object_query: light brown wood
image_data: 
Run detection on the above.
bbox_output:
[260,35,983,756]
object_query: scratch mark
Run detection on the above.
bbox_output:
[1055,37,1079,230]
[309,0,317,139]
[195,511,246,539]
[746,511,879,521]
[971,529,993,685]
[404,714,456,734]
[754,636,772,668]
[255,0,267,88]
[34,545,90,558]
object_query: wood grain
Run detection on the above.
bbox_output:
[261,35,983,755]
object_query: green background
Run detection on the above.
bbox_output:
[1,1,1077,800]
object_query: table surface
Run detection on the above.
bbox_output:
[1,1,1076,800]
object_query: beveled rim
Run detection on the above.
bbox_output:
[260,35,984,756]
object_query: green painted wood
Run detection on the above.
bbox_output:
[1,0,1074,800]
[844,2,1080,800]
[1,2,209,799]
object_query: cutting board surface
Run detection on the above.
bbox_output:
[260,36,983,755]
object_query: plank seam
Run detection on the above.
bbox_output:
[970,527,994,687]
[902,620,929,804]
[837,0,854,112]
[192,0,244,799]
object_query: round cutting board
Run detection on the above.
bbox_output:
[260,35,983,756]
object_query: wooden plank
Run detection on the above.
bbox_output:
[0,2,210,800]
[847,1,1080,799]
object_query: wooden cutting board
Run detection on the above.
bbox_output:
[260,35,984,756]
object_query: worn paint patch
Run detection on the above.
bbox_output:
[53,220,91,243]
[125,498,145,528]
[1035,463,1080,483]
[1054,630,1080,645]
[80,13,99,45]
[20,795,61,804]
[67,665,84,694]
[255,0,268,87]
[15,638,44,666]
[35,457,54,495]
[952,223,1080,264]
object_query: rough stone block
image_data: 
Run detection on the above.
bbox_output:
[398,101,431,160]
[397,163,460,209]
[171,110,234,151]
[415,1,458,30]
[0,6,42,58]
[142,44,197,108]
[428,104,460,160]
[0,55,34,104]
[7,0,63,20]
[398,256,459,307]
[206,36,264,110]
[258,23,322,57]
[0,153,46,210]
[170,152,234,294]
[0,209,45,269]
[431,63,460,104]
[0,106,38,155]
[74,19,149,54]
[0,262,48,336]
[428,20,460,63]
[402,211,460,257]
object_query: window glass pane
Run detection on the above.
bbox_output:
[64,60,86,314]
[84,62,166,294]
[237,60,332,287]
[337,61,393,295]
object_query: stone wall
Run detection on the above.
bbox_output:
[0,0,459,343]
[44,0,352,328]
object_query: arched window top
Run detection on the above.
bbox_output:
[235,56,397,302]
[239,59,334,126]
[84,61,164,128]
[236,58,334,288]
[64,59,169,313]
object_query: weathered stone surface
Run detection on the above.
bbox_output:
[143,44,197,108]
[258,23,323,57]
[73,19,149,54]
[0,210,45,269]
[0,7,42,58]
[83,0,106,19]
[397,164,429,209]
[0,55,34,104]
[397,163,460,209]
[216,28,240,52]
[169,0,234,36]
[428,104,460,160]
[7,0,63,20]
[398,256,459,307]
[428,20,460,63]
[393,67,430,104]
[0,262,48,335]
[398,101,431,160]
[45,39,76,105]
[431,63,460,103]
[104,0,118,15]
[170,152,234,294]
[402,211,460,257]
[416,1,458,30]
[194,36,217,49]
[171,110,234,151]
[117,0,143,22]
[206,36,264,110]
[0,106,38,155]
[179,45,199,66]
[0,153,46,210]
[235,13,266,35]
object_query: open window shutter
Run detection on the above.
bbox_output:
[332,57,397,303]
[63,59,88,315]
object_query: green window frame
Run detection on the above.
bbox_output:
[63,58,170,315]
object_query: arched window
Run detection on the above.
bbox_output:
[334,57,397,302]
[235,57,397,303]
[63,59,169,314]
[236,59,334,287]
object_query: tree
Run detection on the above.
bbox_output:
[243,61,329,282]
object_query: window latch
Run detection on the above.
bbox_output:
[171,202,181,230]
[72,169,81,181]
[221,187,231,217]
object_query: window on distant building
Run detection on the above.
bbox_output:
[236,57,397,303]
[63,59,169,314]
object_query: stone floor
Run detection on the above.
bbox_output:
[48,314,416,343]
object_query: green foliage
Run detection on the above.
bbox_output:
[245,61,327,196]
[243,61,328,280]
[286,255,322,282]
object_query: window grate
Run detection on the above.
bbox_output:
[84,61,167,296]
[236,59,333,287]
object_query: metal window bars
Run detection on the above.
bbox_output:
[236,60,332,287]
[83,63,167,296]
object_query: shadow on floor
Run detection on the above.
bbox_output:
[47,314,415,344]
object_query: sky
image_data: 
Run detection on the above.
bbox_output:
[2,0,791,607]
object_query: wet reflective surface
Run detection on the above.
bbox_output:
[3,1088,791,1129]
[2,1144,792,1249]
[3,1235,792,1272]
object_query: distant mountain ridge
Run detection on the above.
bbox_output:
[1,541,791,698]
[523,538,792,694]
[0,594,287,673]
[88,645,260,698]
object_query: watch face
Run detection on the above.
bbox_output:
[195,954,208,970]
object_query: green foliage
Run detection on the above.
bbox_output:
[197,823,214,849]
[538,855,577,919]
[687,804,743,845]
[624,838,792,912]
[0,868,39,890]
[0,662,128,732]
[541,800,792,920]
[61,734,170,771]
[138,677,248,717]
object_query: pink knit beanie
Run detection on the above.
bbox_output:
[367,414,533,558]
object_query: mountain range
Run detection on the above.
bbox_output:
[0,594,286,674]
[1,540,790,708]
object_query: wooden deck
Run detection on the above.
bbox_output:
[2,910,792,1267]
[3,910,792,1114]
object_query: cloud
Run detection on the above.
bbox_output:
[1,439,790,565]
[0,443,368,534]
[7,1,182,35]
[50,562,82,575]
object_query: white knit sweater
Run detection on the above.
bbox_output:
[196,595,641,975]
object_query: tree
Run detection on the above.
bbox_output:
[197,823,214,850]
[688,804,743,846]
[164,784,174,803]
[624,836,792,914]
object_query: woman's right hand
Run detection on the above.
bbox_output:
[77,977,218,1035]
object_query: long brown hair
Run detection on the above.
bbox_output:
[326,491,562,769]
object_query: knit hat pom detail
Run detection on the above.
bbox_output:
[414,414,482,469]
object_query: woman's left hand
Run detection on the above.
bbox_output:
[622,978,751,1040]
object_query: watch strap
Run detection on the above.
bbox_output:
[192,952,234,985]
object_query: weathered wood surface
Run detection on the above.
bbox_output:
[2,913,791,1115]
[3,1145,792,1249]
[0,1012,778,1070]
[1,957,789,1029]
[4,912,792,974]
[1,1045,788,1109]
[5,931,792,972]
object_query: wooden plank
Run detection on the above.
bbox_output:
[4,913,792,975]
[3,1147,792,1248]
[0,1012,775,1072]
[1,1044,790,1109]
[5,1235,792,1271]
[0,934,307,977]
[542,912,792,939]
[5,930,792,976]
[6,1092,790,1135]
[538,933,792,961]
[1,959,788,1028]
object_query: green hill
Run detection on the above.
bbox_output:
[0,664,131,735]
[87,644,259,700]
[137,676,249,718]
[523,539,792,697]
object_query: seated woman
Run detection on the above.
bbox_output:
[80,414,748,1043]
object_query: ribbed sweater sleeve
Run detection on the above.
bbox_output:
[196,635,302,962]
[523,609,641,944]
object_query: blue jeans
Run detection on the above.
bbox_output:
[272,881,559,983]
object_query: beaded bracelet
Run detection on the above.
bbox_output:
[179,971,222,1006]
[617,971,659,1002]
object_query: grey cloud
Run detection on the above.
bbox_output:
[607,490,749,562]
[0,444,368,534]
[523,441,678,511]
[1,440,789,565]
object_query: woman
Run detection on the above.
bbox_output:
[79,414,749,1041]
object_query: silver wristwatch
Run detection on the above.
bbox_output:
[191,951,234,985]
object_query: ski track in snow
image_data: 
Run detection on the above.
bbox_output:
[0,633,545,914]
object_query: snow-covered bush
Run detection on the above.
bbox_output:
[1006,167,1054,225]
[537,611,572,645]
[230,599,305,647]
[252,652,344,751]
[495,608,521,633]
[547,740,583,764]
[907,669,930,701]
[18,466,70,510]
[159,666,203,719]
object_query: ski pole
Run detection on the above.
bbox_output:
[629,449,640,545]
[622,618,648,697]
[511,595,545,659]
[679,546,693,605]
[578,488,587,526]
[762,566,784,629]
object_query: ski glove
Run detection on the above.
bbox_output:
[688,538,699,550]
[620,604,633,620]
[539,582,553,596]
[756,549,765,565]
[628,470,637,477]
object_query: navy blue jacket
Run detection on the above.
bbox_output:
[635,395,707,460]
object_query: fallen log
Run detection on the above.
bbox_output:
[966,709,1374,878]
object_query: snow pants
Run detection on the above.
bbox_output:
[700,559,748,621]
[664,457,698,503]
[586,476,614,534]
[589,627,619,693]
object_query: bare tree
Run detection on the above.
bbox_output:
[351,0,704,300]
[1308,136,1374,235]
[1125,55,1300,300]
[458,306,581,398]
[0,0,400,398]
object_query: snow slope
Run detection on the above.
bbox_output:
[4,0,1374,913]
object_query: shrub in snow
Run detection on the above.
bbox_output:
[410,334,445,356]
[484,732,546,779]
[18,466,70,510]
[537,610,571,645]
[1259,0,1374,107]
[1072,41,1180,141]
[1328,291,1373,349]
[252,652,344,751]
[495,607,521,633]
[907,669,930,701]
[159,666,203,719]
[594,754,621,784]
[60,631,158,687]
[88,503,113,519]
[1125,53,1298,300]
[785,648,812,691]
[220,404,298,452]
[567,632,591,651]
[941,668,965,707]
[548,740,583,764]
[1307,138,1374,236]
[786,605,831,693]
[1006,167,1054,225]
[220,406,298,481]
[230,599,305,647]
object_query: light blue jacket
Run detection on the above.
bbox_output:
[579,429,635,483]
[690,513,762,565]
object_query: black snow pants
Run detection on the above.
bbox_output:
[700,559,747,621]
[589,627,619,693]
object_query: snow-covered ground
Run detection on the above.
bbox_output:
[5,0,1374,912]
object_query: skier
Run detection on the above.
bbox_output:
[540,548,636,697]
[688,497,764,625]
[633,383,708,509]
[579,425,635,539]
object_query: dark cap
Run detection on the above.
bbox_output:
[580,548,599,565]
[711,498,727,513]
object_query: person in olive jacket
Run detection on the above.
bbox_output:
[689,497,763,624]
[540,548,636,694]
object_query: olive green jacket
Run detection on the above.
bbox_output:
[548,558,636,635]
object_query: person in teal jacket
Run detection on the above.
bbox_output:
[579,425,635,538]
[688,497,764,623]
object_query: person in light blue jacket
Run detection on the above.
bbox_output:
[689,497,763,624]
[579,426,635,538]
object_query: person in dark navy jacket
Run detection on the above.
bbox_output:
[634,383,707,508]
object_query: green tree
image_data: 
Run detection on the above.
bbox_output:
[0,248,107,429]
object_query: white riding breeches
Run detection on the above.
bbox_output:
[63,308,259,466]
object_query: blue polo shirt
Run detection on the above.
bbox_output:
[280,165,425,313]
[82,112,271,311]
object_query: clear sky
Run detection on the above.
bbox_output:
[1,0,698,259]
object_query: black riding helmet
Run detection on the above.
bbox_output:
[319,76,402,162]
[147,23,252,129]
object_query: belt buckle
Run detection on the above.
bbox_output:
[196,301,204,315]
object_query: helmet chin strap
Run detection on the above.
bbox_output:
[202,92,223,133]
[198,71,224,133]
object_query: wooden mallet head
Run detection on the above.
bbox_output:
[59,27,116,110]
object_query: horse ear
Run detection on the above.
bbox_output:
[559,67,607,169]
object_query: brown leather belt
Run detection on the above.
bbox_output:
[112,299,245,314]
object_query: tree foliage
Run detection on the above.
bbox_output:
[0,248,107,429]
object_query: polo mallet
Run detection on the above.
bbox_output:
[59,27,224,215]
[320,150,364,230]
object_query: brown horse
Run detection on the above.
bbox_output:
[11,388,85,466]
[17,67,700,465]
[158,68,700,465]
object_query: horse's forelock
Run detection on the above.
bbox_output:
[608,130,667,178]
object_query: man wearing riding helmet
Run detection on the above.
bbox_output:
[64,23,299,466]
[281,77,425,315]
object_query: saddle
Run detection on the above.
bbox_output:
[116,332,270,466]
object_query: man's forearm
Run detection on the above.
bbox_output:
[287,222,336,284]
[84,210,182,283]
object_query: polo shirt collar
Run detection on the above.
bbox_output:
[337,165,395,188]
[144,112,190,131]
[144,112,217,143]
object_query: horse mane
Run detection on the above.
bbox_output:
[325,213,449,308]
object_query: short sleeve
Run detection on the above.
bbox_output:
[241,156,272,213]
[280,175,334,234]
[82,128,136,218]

• EXERCISE DETAILS
Lines in the records that hold "helmet" should be tallied, with the total given on its own.

• SOLUTION FOR THIS PROBLEM
3